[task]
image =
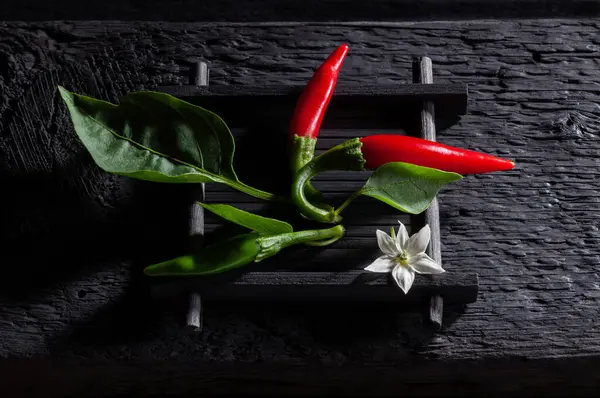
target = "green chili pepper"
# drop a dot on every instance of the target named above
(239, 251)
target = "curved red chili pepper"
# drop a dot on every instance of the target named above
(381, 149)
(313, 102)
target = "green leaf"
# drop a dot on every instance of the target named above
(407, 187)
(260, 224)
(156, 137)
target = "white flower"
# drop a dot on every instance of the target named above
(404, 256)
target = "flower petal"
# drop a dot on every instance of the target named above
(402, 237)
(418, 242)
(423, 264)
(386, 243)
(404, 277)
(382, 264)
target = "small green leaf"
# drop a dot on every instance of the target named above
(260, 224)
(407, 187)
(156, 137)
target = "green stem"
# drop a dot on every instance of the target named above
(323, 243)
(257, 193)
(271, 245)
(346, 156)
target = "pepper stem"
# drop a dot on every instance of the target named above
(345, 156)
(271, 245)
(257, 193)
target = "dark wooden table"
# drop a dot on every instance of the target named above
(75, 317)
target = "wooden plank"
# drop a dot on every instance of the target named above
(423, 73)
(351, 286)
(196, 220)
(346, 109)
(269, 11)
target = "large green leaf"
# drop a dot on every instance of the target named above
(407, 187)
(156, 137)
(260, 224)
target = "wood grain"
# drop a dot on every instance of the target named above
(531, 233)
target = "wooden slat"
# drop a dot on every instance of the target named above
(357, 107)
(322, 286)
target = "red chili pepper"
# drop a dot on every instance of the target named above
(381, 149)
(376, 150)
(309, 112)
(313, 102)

◆ ◆ ◆ ◆

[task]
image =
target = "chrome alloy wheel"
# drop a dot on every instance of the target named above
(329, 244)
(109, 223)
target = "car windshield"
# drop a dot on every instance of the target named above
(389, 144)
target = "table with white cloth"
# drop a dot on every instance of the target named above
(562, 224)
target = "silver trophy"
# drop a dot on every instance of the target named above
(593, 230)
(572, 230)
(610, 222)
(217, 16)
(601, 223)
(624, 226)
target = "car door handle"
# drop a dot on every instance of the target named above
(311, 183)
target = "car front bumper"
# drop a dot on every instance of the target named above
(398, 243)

◆ ◆ ◆ ◆

-- COMPITO --
Filtri i dati sopra riportati e trascriva ogni riga che contiene la parola "green", distinguendo tra maiuscole e minuscole.

-- RISULTATO --
target = "green chili pepper"
target = "green leaf"
target = "small green leaf"
target = "green stem"
target = "large green leaf"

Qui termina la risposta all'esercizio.